PROBLEMS TO SOLVE:
A) According to the excerpt about Fredinburg's path to Google, in what month and year did he join the company?
B) Carry on the excerpt about Fredinburg's career at Google from the point where it stops.

EXCERPT PROVIDED:
At the University of California, Irvine, where he earned a computer science degree, his friends remember a very Southern Fredinburg—sometimes joking and playing into the stereotypes of the small-town Southern frat boy, but sometimes genuinely being one. “I don’t think he knew any different,” says Owen Egan, one of his fraternity brothers. “I don’t know how much exposure he had to other people his age at the time.”
But UC Irvine was also where Fredinburg met someone who would turn out to be the key to his future: Alex Abelin, a student up the coast at Berkeley, whom he met at a fraternity event in 2002. Abelin would go on to work at Google, and when the two reconnected at a party a few years later, he recommended Fredinburg—by then working for Boeing’s Future Combat Systems division—for a job there.
The sprawling, fast-growing tech giant, which he joined in October 2007, was arguably the perfect place for someone like Fredinburg to flourish. He was a skilled engineer; at Boeing he had developed a system to improve the security network even though he didn’t yet have a security clearance. But he also had a high emotional intelligence, a rare trait in Silicon Valley. (He never stopped honing it, either; after his death, his girlfriend Ashley Arenson discovered stacks of books on human psychology in his bedroom.)
Combined, these two traits made him a powerhouse at hacking Google itself. Fredinburg got to know all the key players at the company, studying the organizational chart and determining who had influence where.

DATASET CONTENT:
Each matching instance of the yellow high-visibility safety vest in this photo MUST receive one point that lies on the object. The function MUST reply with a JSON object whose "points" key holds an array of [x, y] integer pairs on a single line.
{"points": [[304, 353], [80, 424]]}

ANSWERS PROVIDED:
A) October 2007

B)
“He would know everything about what was going on at Google, from politics to legal to pop culture,” says Nirdhar “Ninu” Khazanie, a Google product manager who was to become Fredinburg’s close lieutenant. Says Abelin: “Dan just knew how to beat systems. He was a master chess player. He knew the flaws and weaknesses of the people who interviewed him, and used that sixth sense against them so they felt he had to have a seat at the table. Once he got in, he did whatever he wanted.”
That included making good use of the “20% time” that Google back then granted its employees to work on projects outside their core jobs. Paul and Cathy Fredinburg recall how their son always maxed out his travel budget and found ways to convince his managers to send him to exotic locations around the world, trips that he would segue into vacations. When Fredinburg married his college sweetheart Leslie Eggers in 2010, he negotiated his way to living in Zurich for a few months, which allowed for an extended European honeymoon.
But as idyllic as the situation seemed, it wasn’t enough to ensure a happy marriage. Soon after returning to the states, Fredinburg and Eggers separated, though they never divorced.
“That’s when Dan started [partying hard] and climbing mountains,” recalls Abelin.
Setting sights on Everest
In October 2011, Fredinburg—by then one of the early members of Google’s privacy team—and a few other Googlers trekked to Everest Base Camp. They brought with them a wide-angle lens camera owned by the Google Street View team, which was busy capturing images of every road on the planet. The photos turned out to be good enough to publish.
When he returned from the trip Fredinburg sent an email out to Google’s internal mountaineering group, asking if anyone wanted to join him on his next adventure. Only one person showed up to the video-conference: Michele Battelli, a member of the company’s Enterprise Search Group, who had just returned from a climbing trip in the Himalayan region of Ladakh in northwest India.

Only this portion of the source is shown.